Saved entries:
####################

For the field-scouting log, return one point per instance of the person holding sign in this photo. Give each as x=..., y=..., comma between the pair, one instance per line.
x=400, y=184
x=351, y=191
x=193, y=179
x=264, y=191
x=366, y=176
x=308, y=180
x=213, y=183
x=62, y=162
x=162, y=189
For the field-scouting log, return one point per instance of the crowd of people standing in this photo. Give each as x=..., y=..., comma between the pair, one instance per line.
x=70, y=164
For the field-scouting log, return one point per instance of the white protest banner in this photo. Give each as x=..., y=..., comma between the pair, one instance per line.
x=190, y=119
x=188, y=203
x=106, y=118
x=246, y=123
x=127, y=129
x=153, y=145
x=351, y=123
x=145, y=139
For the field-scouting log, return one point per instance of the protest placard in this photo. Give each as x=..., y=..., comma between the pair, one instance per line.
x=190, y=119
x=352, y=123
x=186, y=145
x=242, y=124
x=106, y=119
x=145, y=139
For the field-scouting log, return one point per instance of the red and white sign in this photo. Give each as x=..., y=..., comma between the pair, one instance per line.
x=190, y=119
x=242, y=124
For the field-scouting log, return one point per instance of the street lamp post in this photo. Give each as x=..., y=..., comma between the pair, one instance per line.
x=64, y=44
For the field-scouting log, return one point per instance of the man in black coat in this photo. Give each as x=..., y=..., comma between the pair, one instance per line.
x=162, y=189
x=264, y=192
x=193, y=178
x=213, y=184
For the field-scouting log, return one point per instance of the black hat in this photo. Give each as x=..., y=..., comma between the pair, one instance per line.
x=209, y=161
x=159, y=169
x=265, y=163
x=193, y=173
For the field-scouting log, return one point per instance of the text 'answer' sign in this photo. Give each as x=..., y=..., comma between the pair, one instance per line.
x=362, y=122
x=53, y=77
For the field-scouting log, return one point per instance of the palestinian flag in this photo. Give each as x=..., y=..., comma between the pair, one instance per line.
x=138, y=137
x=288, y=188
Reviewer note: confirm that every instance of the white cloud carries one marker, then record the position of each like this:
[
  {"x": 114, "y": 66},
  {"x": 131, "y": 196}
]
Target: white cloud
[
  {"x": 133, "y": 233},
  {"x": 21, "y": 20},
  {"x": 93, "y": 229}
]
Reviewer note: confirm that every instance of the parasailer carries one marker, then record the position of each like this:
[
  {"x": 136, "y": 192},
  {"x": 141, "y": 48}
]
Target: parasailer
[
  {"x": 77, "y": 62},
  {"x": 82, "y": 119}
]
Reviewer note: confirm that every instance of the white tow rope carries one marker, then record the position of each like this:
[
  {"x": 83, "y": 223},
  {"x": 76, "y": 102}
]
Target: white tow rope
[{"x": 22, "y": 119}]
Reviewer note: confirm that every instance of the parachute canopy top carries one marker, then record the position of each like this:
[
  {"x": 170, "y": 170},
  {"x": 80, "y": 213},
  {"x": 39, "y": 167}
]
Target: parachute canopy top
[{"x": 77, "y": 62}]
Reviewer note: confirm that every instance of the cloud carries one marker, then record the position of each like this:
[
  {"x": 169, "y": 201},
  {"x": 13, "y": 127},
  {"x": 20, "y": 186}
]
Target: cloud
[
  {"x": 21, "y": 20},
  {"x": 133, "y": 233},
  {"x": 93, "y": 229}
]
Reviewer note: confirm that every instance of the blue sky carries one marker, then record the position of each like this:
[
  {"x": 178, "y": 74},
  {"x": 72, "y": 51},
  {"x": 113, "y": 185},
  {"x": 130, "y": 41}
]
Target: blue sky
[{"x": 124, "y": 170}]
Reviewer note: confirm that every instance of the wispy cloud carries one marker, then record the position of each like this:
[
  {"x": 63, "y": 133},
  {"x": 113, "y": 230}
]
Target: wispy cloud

####################

» **What to do**: Copy each line of the entries that includes the word "then".

» **Your solution**:
Reviewer note: confirm that every instance of the white cloud carries one marker, then record the position of each like this:
Reviewer note: confirm that every instance of the parasailer carries one marker, then record the position of each like this:
Reviewer note: confirm that every instance of the white tow rope carries one marker, then record the position of each like this:
Reviewer note: confirm that every instance of the parachute canopy top carries one marker, then record the position of each like this:
Reviewer note: confirm that every instance of the cloud carries one marker, then record the position of each like this:
Reviewer note: confirm that every instance of the blue sky carries one marker, then record the position of each like this:
Reviewer note: confirm that every instance of the wispy cloud carries one marker, then record the position of each like this:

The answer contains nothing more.